[What to produce]
So that the copy stays text only, transcribe the data below exactly and exclude the images.
______________________________
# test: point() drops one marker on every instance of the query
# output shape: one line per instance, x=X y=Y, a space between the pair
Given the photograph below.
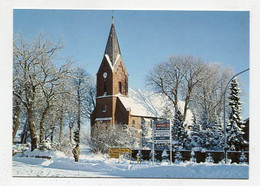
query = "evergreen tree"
x=179 y=134
x=235 y=139
x=210 y=136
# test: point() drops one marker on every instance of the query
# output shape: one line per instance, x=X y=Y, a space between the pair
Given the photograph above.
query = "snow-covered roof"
x=149 y=104
x=103 y=119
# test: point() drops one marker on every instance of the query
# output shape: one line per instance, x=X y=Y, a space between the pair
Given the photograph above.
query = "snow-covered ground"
x=92 y=165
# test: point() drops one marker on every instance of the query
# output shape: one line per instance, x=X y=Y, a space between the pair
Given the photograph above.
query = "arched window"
x=120 y=87
x=105 y=88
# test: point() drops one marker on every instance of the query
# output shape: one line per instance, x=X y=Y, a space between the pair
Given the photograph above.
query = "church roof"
x=112 y=47
x=149 y=104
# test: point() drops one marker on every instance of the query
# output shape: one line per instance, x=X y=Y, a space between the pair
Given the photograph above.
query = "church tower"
x=112 y=81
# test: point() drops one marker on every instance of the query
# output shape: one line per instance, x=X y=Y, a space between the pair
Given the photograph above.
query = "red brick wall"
x=104 y=67
x=120 y=75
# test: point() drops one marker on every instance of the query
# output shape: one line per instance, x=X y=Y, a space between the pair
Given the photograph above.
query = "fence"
x=200 y=156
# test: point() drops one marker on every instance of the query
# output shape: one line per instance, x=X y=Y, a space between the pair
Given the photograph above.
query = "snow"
x=97 y=165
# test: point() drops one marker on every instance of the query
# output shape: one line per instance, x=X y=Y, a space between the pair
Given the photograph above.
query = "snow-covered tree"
x=192 y=157
x=196 y=134
x=34 y=69
x=165 y=155
x=242 y=158
x=179 y=134
x=105 y=136
x=235 y=126
x=177 y=77
x=178 y=158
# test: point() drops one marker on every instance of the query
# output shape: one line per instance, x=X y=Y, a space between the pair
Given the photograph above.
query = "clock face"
x=105 y=75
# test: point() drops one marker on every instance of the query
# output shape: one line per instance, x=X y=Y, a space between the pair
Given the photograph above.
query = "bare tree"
x=177 y=77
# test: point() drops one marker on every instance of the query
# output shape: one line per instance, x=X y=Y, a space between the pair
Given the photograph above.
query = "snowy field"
x=92 y=165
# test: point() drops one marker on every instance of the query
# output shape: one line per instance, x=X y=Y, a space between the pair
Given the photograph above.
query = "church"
x=113 y=103
x=116 y=103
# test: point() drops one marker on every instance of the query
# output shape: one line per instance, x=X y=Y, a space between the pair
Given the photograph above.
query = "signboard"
x=116 y=152
x=161 y=133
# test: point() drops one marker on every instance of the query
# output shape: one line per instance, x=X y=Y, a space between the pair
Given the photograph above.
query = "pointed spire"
x=112 y=47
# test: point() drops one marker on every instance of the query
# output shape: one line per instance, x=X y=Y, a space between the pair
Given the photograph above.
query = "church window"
x=105 y=88
x=133 y=123
x=120 y=87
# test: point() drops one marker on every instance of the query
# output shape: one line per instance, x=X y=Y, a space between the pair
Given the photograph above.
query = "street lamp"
x=225 y=126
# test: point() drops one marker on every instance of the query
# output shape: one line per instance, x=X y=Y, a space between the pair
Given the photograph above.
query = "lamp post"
x=224 y=103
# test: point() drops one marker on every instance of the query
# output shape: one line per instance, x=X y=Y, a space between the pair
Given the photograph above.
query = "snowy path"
x=91 y=165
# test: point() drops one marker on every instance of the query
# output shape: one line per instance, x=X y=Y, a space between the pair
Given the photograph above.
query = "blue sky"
x=145 y=38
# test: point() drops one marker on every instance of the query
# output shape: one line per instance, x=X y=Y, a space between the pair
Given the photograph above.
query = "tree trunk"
x=16 y=117
x=44 y=115
x=61 y=124
x=70 y=134
x=33 y=130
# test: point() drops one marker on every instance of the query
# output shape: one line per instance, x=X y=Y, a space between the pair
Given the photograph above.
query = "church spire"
x=112 y=47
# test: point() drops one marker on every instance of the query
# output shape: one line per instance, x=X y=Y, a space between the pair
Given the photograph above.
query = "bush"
x=104 y=136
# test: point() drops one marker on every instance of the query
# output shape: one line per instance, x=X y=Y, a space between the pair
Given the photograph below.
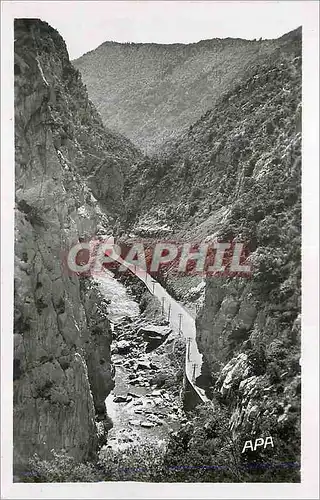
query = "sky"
x=84 y=25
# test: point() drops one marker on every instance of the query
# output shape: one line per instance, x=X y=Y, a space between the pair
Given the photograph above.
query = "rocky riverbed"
x=146 y=403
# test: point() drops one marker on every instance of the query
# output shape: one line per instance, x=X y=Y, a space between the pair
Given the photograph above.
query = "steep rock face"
x=62 y=369
x=150 y=92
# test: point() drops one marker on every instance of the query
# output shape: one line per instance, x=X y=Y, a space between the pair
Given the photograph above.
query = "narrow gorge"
x=158 y=377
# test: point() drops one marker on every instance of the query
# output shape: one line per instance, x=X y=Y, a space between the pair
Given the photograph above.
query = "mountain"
x=150 y=92
x=235 y=175
x=64 y=160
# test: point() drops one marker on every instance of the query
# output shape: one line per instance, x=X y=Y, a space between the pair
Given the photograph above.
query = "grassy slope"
x=151 y=92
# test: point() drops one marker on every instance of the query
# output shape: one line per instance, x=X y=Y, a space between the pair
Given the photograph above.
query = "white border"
x=310 y=339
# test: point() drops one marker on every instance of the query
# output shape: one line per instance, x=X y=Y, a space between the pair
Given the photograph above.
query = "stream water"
x=149 y=414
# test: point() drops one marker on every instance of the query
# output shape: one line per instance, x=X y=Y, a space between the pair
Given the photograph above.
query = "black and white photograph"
x=160 y=319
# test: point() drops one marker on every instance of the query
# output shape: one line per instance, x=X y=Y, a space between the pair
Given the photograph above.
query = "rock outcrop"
x=64 y=159
x=235 y=176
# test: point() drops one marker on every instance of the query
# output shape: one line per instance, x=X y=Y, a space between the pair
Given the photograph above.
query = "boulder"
x=143 y=365
x=123 y=347
x=147 y=424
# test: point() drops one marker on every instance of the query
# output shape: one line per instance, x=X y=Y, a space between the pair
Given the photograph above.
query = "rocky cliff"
x=64 y=160
x=151 y=92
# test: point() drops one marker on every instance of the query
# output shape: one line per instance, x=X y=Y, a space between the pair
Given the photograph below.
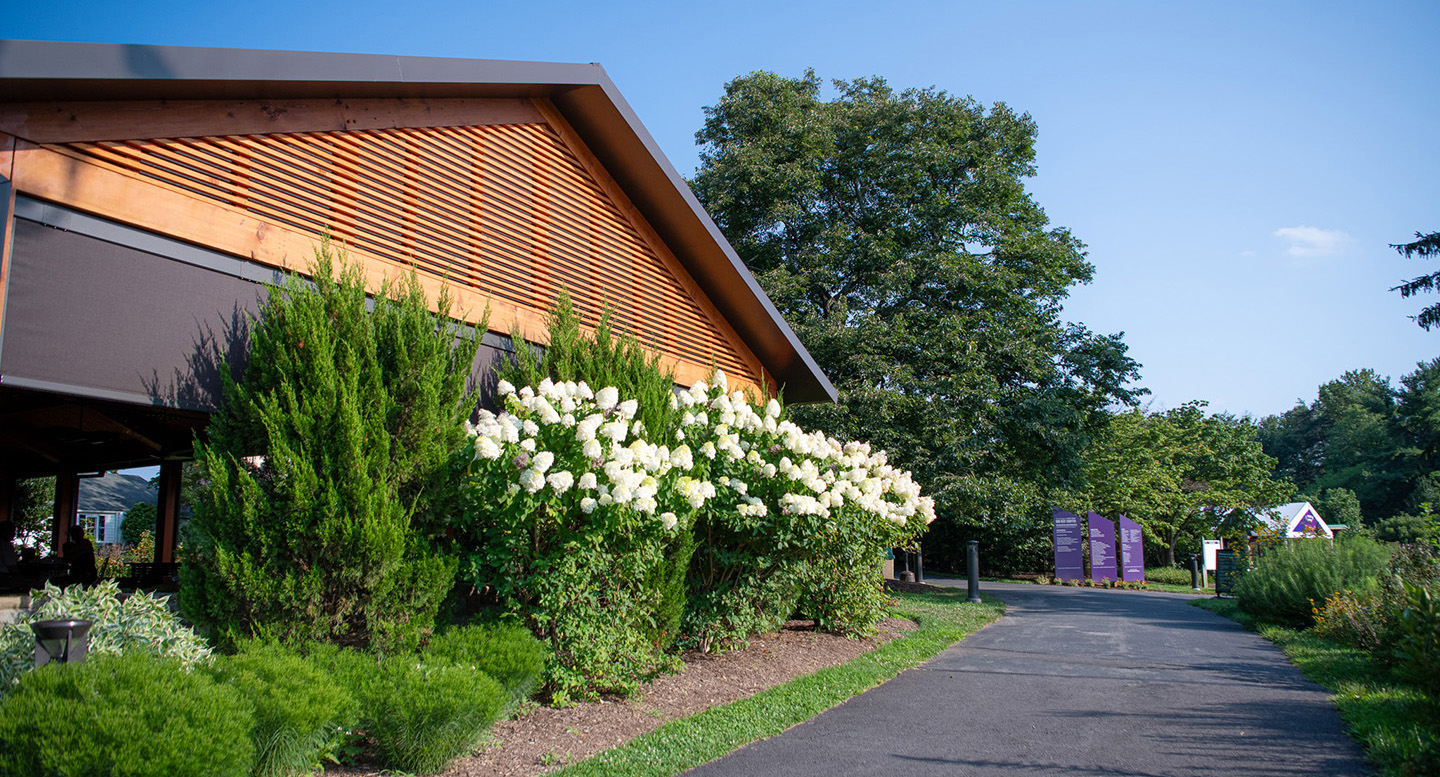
______________________________
[Response to the exercise]
# test: point() drops one marker on every instance of the query
# output shape: one line per instance, x=X y=Y, a space between the pair
Given the photograph below.
query = "evergreen tree"
x=179 y=134
x=235 y=139
x=210 y=136
# test: point() drops one marker on every instance of the query
# output shape: one line per instance, x=X y=Y, a space between the pair
Given the photograph above.
query = "snow-covered roof"
x=149 y=104
x=103 y=119
# test: point() drops one marker on every instance of the query
# output shape: one line per instance, x=X y=Y, a space between the pair
Given the photograph above.
query = "snow-covered ground"
x=92 y=165
# test: point() drops one marker on every instance of the query
# output shape: one line per instance, x=X y=Y, a space between the pair
Given the photograph above.
query = "arched window"
x=120 y=87
x=105 y=88
# test: point() drops one marker on every instance of the query
# output shape: one line per instance, x=X y=Y, a space between the pair
Given the photograph above.
query = "church roof"
x=112 y=47
x=149 y=104
# test: point() drops one marker on every instance of the query
# output shape: one line per instance, x=X y=Y, a space between the pair
Given the photograph above.
query = "church tower"
x=112 y=81
# test: point() drops one marker on every instance of the query
# output shape: one line per instance, x=X y=Y, a space between the pair
Given the photograph above.
query = "red brick wall"
x=104 y=67
x=120 y=75
# test: point() drops one marker on every instance of the query
# output shape: one line per instance, x=X y=Y, a space between the pair
Given the photograph above.
query = "fence"
x=200 y=156
# test: point() drops one marker on every instance of the query
# output shape: one line per instance, x=X y=Y, a space between the pair
Given the photograph above.
query = "snow"
x=97 y=165
# test: point() drops one marker on every instance of the query
# output shape: one line per instance, x=X y=Y, a space between the pair
Given the photograph above.
query = "snow-covered tree"
x=192 y=157
x=196 y=134
x=34 y=69
x=165 y=155
x=242 y=158
x=179 y=134
x=105 y=136
x=235 y=126
x=177 y=77
x=178 y=158
# test: point() drops one marker on every instance of the query
# output shape: one line per instance, x=X y=Y, a space between the pair
Given the photograph above.
query = "clock face"
x=105 y=75
# test: point() drops one marker on every instance of the query
# output shape: one line per instance, x=X y=Y, a space between the pair
Given the photograph above.
query = "bare tree"
x=177 y=77
# test: point() drops one marker on every instance of the query
# output shape: one line per instance, x=X y=Y, a space between the pair
Given the photograph above.
query = "snowy field"
x=92 y=165
# test: point() drops one marker on every instance of the query
# output shape: one line per instance, x=X y=Y, a space between the pair
Given the photograph above.
query = "church"
x=113 y=103
x=116 y=103
# test: point() drops one marker on every instance of the query
# output shape: one line per instance, x=X y=Y, a space between the pair
Given the photograph above.
query = "signboard"
x=116 y=152
x=161 y=133
# test: point() drops one marker on every instance of the query
# output shape: one line per instance, x=X y=Y, a space between the pair
Given the photograph above.
query = "pointed spire"
x=112 y=47
# test: point() drops one marker on every instance of the query
# output shape: one line per instance, x=X y=Y, a space between the pair
Given the photograph above.
query = "church window"
x=105 y=88
x=133 y=123
x=120 y=87
# test: point() drops one marker on every instance of the query
# output shape: one line per instance, x=X y=Y, a space between the pair
Given the photograph above.
query = "street lamp"
x=225 y=126
# test: point() drops one marker on every instance of the query
# output shape: one line per instance, x=X y=Y, a space between the pair
Given the photograph above.
query = "lamp post"
x=224 y=103
# test: point() drops one marker on every instance of the query
# output shape: one line per instance, x=X y=Y, a space between the pair
Given the photograph above.
query = "snowy path"
x=91 y=165
# test: point() drops one marker on every instance of the query
# output shape: one line per instance, x=X y=Y, a space between the pair
Given the photograph above.
query = "blue sky"
x=145 y=38
# test: point() drops one marker on every instance of the query
# output shape: one line per instance, x=X y=Y, a space between the pair
Given the photograph above.
query = "tree trunk"
x=16 y=117
x=44 y=115
x=61 y=124
x=70 y=134
x=33 y=130
# test: point() drops one marker on every instance of the query
# output shape: one line per instance, x=X y=Y, a space between the pair
Given the photograph above.
query = "church spire"
x=112 y=47
# test: point() drops one marker on every instance of the query
# output shape: one line per instance, x=X y=Y, a space between the pair
Given the photograph above.
query = "bush"
x=104 y=136
# test: point() drops one marker on every instance of the query
# output shape: one line per instance, x=X y=Y, a space between the pair
Given the photograph below.
query = "sky"
x=84 y=25
# test: point() drops one marker on every instance of the query
# output shape: one line per instance, x=X y=Y, a space between the pair
Given the photograph above.
query = "rocky riverbed"
x=146 y=403
# test: point() drops one marker on every instance of the query
# output shape: one line per instance, x=X y=Y, a space between the pair
Given the photograph above.
query = "steep rock face"
x=62 y=369
x=150 y=92
# test: point() drops one marker on every instance of the query
# output shape: one line per instance, x=X y=Y, a space between the pair
Given the photograph above.
query = "narrow gorge"
x=158 y=377
# test: point() drops one marker on every instance of the query
# output shape: one line per instance, x=X y=Y, a space between the pair
Given the photograph above.
query = "mountain"
x=150 y=92
x=235 y=175
x=64 y=160
# test: point() drops one marker on every instance of the query
# output shape: one line per instance, x=X y=Y, a space between the pair
Given the photograph above.
query = "grassy slope"
x=151 y=92
# test: point() drops one marker on every instance of the query
# output shape: one line per instance, x=X y=Y, a space between the pair
Given the photograph above.
query = "white border"
x=310 y=339
# test: point() drops one marker on every instance of the query
# output shape: one line per instance, x=X y=Y, a space between the pair
Given the photograph above.
query = "stream water"
x=149 y=414
# test: point() drops one marker on every instance of the query
# output shape: one line per instance, x=X y=Y, a space between the pair
Given the photograph above.
query = "black and white photograph"
x=160 y=319
# test: point() drops one marker on every instance of the query
# output shape: one line per instance, x=X y=Y, a space between the pair
Given the photograph above.
query = "rock outcrop"
x=64 y=159
x=235 y=176
# test: point() drops one marker on every instance of the query
# output shape: one line per instance, x=X y=Y, a space between the pair
Given the photograph above.
query = "boulder"
x=143 y=365
x=123 y=347
x=147 y=424
# test: point() drops one marker on every instance of the query
# output shape: one line per instance, x=X y=Y, a space between the pair
Given the photograph above.
query = "rocky cliff"
x=64 y=160
x=151 y=92
# test: point() drops one marker on every instance of the query
# output shape: one line per instance, x=X y=Y, a space between the pair
Given the photograph below.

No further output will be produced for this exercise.